WHAT YOU HAVE TO DO »
Output every line of the listing below as a JSON list of strings, one string per line, and leave out any blank lines.
··· DATA SHOWN ···
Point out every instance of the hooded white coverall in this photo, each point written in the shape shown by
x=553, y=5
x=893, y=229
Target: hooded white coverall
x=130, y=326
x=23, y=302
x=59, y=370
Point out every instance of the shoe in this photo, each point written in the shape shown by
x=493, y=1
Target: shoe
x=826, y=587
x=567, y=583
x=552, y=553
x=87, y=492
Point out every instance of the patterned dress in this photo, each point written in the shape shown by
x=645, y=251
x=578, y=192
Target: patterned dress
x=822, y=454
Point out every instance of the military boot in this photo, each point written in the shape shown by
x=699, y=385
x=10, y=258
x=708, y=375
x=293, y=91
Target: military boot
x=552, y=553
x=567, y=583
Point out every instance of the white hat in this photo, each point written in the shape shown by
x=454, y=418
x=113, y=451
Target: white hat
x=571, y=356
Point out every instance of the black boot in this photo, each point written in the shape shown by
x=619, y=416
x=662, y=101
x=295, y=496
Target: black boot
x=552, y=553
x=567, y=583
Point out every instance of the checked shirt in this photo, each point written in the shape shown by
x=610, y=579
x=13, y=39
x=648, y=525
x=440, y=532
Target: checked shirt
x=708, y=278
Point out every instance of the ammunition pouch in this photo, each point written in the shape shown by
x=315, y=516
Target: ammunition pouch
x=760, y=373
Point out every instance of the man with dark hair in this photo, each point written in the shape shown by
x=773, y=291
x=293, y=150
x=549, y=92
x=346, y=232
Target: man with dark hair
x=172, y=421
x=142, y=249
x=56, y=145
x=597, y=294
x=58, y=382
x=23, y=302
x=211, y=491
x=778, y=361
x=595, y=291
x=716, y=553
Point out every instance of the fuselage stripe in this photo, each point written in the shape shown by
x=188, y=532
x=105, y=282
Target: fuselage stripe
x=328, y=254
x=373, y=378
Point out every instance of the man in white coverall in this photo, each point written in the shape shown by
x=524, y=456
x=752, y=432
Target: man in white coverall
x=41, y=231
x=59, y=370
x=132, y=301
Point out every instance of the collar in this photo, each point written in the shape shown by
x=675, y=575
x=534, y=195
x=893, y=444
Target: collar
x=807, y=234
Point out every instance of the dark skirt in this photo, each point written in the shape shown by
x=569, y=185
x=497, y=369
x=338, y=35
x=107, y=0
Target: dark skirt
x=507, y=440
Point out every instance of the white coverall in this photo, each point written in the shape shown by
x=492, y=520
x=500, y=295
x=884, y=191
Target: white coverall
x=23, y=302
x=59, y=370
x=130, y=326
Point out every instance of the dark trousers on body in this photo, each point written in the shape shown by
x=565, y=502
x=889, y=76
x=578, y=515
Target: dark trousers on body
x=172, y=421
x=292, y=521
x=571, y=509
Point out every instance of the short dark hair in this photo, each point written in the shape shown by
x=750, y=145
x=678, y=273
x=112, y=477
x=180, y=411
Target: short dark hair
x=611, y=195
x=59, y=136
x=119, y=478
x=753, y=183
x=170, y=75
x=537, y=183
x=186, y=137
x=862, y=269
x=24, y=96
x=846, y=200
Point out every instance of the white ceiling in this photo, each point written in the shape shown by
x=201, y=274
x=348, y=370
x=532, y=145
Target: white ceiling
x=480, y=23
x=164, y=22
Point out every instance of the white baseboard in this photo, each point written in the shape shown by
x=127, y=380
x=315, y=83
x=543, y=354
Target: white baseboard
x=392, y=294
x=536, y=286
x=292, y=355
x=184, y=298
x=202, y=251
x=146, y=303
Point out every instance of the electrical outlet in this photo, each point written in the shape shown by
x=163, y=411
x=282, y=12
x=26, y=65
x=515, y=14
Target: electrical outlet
···
RESULT »
[
  "Point out every instance of the hooded white coverall in this photo, each point written in the shape shown by",
  "x=553, y=5",
  "x=893, y=229",
  "Target: hooded white coverall",
  "x=130, y=326",
  "x=23, y=302",
  "x=59, y=370",
  "Point out every instance of the shoe in this photo, each point written in the shape shown by",
  "x=493, y=1",
  "Target: shoe",
  "x=826, y=587",
  "x=567, y=583",
  "x=552, y=553",
  "x=87, y=492",
  "Point out every instance of the patterned dress in this photo, each point written in the shape shown by",
  "x=645, y=251",
  "x=578, y=192",
  "Target: patterned dress",
  "x=822, y=454",
  "Point out every instance of the military boot in this photo, each point written in the shape shown by",
  "x=699, y=385",
  "x=10, y=258",
  "x=708, y=375",
  "x=293, y=91",
  "Target: military boot",
  "x=552, y=553",
  "x=567, y=583",
  "Point out every instance of the white hat in this photo, each point written in the shape shown by",
  "x=454, y=418",
  "x=113, y=451",
  "Target: white hat",
  "x=571, y=356",
  "Point out every instance of the black boot in this photo, each point written in the shape shown by",
  "x=619, y=416",
  "x=662, y=101",
  "x=295, y=496",
  "Target: black boot",
  "x=552, y=553",
  "x=567, y=583",
  "Point out every instance of the checked shirt in this photo, each point written in the shape shown by",
  "x=610, y=579",
  "x=13, y=39",
  "x=648, y=525",
  "x=440, y=532",
  "Target: checked shirt",
  "x=708, y=278",
  "Point out every instance of the ammunition pouch in this photo, each point written in the shape shown by",
  "x=315, y=516",
  "Target: ammunition pouch",
  "x=760, y=373",
  "Point out every instance of the man with dark hair in this photo, each point written in the shape shown by",
  "x=773, y=291",
  "x=293, y=150",
  "x=549, y=92",
  "x=346, y=232",
  "Target: man with dark hair",
  "x=172, y=421",
  "x=142, y=249",
  "x=56, y=145",
  "x=597, y=294",
  "x=58, y=382",
  "x=23, y=302",
  "x=211, y=491",
  "x=778, y=361",
  "x=595, y=291",
  "x=716, y=553",
  "Point out every instance of the fuselage stripe in this photo, each point written in the shape shown by",
  "x=188, y=532",
  "x=105, y=282",
  "Target: fuselage stripe",
  "x=328, y=254",
  "x=373, y=378",
  "Point out every instance of the man in white coverall in this photo, each point written in the shape shown by",
  "x=524, y=456",
  "x=752, y=432",
  "Target: man in white coverall",
  "x=41, y=231",
  "x=59, y=370",
  "x=132, y=301",
  "Point out every instance of the collar in this photo, each point written in the shape shown by",
  "x=675, y=575",
  "x=534, y=195",
  "x=893, y=444",
  "Target: collar",
  "x=807, y=234",
  "Point out every instance of the dark skirt in this photo, each point written in the shape shown by",
  "x=569, y=185",
  "x=497, y=369",
  "x=338, y=35",
  "x=107, y=0",
  "Target: dark skirt",
  "x=507, y=440",
  "Point out every instance of the white coverall in this photo, each point written in the shape shown by",
  "x=492, y=520",
  "x=500, y=295",
  "x=884, y=191",
  "Target: white coverall",
  "x=23, y=302",
  "x=59, y=370",
  "x=130, y=326",
  "Point out every instance of the dark trousers on body in this photo, each point written in the shape shown by",
  "x=565, y=502",
  "x=889, y=76",
  "x=578, y=515",
  "Target: dark trousers on body",
  "x=172, y=421",
  "x=292, y=521",
  "x=571, y=509",
  "Point out every instance of the short dark hair in this photo, each point written in the shape shown by",
  "x=750, y=145",
  "x=678, y=273",
  "x=112, y=477",
  "x=180, y=411",
  "Target: short dark hair",
  "x=611, y=195",
  "x=59, y=136",
  "x=119, y=478",
  "x=753, y=183",
  "x=170, y=75",
  "x=537, y=183",
  "x=186, y=137",
  "x=862, y=269",
  "x=24, y=96",
  "x=846, y=200",
  "Point out every instance of the white ceiling in this photo, each point written in the shape shown by",
  "x=201, y=274",
  "x=348, y=370",
  "x=532, y=145",
  "Target: white ceiling",
  "x=480, y=23",
  "x=164, y=22",
  "Point out every instance of the white baseboard in this photo, each point written in the shape shown by",
  "x=127, y=380",
  "x=315, y=83",
  "x=543, y=354",
  "Target: white baseboard",
  "x=392, y=294",
  "x=536, y=286",
  "x=292, y=355",
  "x=184, y=298",
  "x=202, y=251",
  "x=146, y=303",
  "Point out every instance of the electrical outlet in this photo, each point written in the shape shown by",
  "x=163, y=411",
  "x=282, y=12",
  "x=26, y=65",
  "x=515, y=14",
  "Target: electrical outlet"
]